- **What needs to be done**
Please return, word for word, the line containing "Need: a point on every instance of the yellow fish, laid" and each line after it through the end of the data below, and nothing else.
(Beginning of Data extract)
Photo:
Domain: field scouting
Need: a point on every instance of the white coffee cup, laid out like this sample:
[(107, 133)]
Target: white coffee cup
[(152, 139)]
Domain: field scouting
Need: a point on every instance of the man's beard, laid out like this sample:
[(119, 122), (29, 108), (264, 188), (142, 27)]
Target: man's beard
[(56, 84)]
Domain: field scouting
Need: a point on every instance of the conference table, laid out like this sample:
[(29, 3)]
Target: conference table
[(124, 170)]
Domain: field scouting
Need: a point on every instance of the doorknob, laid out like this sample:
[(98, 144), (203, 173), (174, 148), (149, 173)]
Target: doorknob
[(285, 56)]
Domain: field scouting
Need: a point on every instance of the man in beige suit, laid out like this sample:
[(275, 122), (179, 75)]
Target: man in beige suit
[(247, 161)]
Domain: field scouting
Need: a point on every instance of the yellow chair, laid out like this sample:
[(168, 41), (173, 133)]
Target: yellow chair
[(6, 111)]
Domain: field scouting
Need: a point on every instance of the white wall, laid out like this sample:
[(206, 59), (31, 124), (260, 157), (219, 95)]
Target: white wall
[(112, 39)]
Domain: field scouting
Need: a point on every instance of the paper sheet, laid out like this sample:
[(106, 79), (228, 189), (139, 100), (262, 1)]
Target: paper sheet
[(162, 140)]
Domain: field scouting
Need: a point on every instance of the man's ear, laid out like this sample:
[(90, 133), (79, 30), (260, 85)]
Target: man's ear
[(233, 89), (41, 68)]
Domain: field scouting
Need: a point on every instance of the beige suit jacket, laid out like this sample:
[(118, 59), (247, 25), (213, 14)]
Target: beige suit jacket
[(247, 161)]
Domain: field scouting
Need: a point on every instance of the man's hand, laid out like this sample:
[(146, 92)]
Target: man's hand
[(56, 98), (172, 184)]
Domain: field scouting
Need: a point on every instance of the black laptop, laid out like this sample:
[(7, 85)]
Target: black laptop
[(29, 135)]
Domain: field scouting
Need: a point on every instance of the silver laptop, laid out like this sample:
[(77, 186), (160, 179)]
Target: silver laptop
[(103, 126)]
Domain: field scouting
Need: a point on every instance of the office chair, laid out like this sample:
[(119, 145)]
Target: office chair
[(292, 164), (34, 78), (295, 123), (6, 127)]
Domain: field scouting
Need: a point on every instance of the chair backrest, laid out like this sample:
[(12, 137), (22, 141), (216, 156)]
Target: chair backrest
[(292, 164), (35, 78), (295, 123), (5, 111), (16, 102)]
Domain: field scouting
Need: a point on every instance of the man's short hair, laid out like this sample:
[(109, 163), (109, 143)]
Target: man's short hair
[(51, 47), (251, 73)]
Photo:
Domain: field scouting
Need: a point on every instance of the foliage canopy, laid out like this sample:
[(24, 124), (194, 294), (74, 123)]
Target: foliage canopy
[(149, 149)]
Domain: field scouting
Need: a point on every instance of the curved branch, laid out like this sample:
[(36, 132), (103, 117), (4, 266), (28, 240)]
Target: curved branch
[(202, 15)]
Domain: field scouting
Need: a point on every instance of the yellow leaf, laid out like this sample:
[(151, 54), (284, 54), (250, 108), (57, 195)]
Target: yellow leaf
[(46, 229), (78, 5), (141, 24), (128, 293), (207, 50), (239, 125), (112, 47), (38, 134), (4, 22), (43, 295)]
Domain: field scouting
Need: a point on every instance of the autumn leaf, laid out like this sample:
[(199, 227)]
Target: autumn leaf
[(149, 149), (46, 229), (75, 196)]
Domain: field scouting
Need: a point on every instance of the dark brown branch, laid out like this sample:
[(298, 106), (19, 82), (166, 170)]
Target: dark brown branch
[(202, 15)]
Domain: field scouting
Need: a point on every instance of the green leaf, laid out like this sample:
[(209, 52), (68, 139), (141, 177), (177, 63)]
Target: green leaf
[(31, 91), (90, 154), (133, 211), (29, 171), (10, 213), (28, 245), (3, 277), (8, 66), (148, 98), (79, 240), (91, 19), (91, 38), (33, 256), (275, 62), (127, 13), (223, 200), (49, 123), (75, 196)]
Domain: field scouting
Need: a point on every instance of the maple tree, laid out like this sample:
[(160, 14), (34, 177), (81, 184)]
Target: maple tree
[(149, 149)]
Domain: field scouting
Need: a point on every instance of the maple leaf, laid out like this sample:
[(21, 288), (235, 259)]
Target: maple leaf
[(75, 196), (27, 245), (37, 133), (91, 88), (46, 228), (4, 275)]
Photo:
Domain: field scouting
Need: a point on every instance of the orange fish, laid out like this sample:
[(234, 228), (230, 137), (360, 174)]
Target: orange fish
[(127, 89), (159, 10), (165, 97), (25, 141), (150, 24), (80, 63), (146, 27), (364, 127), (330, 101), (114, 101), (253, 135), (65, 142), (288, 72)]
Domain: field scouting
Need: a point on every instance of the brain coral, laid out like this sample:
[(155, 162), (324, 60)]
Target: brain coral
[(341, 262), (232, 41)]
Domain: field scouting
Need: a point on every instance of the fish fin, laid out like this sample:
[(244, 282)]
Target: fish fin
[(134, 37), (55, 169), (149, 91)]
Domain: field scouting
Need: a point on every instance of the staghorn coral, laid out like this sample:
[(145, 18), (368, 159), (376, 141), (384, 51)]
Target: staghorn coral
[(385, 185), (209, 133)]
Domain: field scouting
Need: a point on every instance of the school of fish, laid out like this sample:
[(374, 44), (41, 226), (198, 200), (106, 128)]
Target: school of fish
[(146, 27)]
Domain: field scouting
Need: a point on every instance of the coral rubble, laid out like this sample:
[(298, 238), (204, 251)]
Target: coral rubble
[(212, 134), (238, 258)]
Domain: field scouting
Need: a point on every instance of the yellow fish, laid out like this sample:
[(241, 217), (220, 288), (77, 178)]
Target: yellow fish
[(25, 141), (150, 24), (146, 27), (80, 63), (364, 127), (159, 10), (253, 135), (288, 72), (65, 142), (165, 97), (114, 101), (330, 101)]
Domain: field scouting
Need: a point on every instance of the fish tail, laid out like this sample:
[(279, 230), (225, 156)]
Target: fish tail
(End of Data extract)
- **Finished exercise**
Need: a point on every instance of the yellow fish, laid out like this sample:
[(241, 217), (220, 288), (77, 178)]
Target: yellow fish
[(25, 141), (150, 24), (146, 27), (80, 63), (364, 127), (159, 10), (253, 135), (288, 72), (65, 142), (165, 97), (114, 101), (330, 101)]
Domain: field scouting
Need: a point on every instance of the fish tail, laid out like this sample:
[(279, 230), (225, 156)]
Target: fish tail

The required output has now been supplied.